- _PASSAGE_
((

The MWCNT employed was the TNM2 from Chengdu Organic Chemicals Co. Ltd fabricated by chemical vapor deposition with 95% of purity. The monomer was the MMA M/4950/08 from Fischer Scientific stabilized with hydroquinone. The solvent employed was acetone PA-ACS from QUEMIS. The polymerization was conducted in the presence of the initiator 2,2'-Azobys(2-methylpropionitrile) (AIBN) Vaso 64, DuPont.

The monomer was previously purified using a 311332 column of Sigma Aldrich to remove hydroquinone. In sequence, water traces were removed with magnesium sulfate. Pre mixtures were prepared by adding different concentrations of MWCNT into glass tubes containing 6 ml of acetone, 3 ml of MMA, and 16.7 mmol.L–1 of AIBN. The solutions were purged with N2, and then submitted to ultrasonic stirring using a UP400S probe, by Hielscher, power of 100 W and constant pulse frequency of 24 KHz for 20 minutes. The polymerization processes of the sonicated solutions were completed after 24 hours at 80 ºC. The obtained products were black and homogeneous liquids used as precursors to make polymeric films by casting on a PTFE circular planar substrate, at room temperature. Samples with 0.5 ± 0.1 mm of thickness and 55 mm in diameter were subsequently placed in an oven at 80 ºC for 24 h for further solvent removal. To ensure complete removal of the solvent TGA and DSC analyses were performed The volume fractions of the polymerized components were determined after considering the density of MWCNT, measured by gaseous pycnometer (Equipment AccuPyc 1330 – Sample Weight = 1.4374 g and T=28.6ºC), and the density of PMMA measured by liquid pycnometry23. The nanocomposites formulations were prepared as shown in Table 1.



2.2. Volumetric electrical conductivity measurements

The volumetric electrical conductivity of MWCNT/PMMA films was determined by a four point probe test, Jandel Universal Probe RM3, supplied with a 100 ohm test resistor and with aligned probes and spacing of 0.1 cm. Measurements were made in the range of 10nA-10µA.

2.3. Morphological analysis

High resolution transmission electron microscopy (HR-TEM) analysis was performed using a JEOL 3010 (tension of 300 kV) on ultra-thin film sections of the sample containing 0.62 vol. (%) of MWCNT. Films with an approximate thickness of 40 nm were obtained using an Ultra microtome LEICA model ULTRACUT – UCT 020, at room temperature and cutting speed of 1 mm/s. The microscopy analyses were done at the Brazilian Nanotechnology Laboratory – LNNano.

2.4. Small-angle X-ray scattering

SAXS analysis were performed on the D01ASAXS1 beam line of the Brazilian Synchrotron Light Laboratory (LNLS)24. SAXS experimental sections were done on two runs, according to the distance between detector and sample cell, incorporated in a vacuum chamber of 3.5 × 10–2 torr, at room temperature. The scattered beam (λ = 0.1488 nm) was detected in a Pilatus 300k area detector placed, for SAXS, at 1300 mm away from the sample. A polyimide film (Kapton) was used for calibration (time 100 s). Each sample frame was collected during 5 s.

))

(Entries on locating named things)
((

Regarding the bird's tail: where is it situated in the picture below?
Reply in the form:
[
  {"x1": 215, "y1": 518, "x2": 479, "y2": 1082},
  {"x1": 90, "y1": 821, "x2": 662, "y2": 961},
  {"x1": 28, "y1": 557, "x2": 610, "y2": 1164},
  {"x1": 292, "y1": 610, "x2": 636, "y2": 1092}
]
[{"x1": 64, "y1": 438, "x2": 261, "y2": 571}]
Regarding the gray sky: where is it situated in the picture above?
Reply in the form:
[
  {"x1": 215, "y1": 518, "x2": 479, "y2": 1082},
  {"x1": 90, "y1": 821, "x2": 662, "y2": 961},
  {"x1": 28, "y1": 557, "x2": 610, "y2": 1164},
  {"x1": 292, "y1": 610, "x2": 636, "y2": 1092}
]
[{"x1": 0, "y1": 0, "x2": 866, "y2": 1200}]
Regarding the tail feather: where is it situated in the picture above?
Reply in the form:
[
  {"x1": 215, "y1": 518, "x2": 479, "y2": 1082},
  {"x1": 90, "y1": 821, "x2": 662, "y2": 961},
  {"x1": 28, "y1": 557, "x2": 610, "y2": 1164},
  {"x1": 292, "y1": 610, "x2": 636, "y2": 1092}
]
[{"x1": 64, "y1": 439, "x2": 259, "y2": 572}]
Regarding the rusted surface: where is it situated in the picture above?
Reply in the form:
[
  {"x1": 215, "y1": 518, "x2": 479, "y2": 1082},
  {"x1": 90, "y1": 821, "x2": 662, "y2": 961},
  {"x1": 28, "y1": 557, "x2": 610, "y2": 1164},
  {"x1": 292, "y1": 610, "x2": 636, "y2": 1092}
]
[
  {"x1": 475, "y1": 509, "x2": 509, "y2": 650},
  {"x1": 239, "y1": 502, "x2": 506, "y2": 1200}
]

))

- _EXERCISE 1_
From the methods passage, list the companies named as sources of the four starting materials: the MWCNT, the monomer, the solvent and the initiator.
- _EXERCISE 2_
According to the methods passage, what was the approximate thickness of the films cut for HR-TEM analysis?
- _EXERCISE 3_
Reproduce the part of the methods passage that begins with the words "2.2. Volumetric electrical" and ends with "Laboratory – LNNano.".

- _WRITTEN SOLUTION 1_
Chengdu Organic Chemicals Co. Ltd, Fischer Scientific, QUEMIS, DuPont

- _WRITTEN SOLUTION 2_
About 40 nm.

- _WRITTEN SOLUTION 3_
2.2. Volumetric electrical conductivity measurements

The volumetric electrical conductivity of MWCNT/PMMA films was determined by a four point probe test, Jandel Universal Probe RM3, supplied with a 100 ohm test resistor and with aligned probes and spacing of 0.1 cm. Measurements were made in the range of 10nA-10µA.

2.3. Morphological analysis

High resolution transmission electron microscopy (HR-TEM) analysis was performed using a JEOL 3010 (tension of 300 kV) on ultra-thin film sections of the sample containing 0.62 vol. (%) of MWCNT. Films with an approximate thickness of 40 nm were obtained using an Ultra microtome LEICA model ULTRACUT – UCT 020, at room temperature and cutting speed of 1 mm/s. The microscopy analyses were done at the Brazilian Nanotechnology Laboratory – LNNano.